━━━ Material

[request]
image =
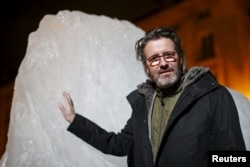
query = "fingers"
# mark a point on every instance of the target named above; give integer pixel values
(67, 108)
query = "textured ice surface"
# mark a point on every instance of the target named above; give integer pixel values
(243, 106)
(92, 57)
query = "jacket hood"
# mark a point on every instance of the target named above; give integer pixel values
(148, 88)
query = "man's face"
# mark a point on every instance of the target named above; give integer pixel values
(162, 62)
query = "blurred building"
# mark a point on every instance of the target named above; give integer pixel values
(214, 33)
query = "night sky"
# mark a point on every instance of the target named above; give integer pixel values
(21, 17)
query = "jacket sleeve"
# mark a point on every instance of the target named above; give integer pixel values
(228, 134)
(107, 142)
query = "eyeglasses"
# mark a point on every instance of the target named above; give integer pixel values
(168, 57)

━━━━━━

Stated task
Give the data above again in full and unchanged, skipping the pictures.

Answer for the task
[request]
image =
query = "fingers"
# mark a point on every instance of the target named above; give integer pixel values
(67, 108)
query = "textured ice surface"
# mark a point on every instance of the target named above; give integer pixel values
(243, 106)
(92, 57)
query = "jacket hood"
# mark a point on every instance of the target named above; give integer pixel values
(148, 88)
query = "man's face"
# mark a point on every instance of the target named above; give integer pixel values
(162, 62)
query = "blurred building"
# mark a point on every instance of the target named above; give integer pixel values
(214, 33)
query = "night sky"
# mark a point on every instance of the target named above; give integer pixel values
(21, 17)
query = "jacket sleeve"
# mark a point on every instance of the target named above; give integer pixel values
(228, 134)
(107, 142)
query = "eyeglasses"
# mark a point on every instance of the target named above; give integer pixel values
(168, 57)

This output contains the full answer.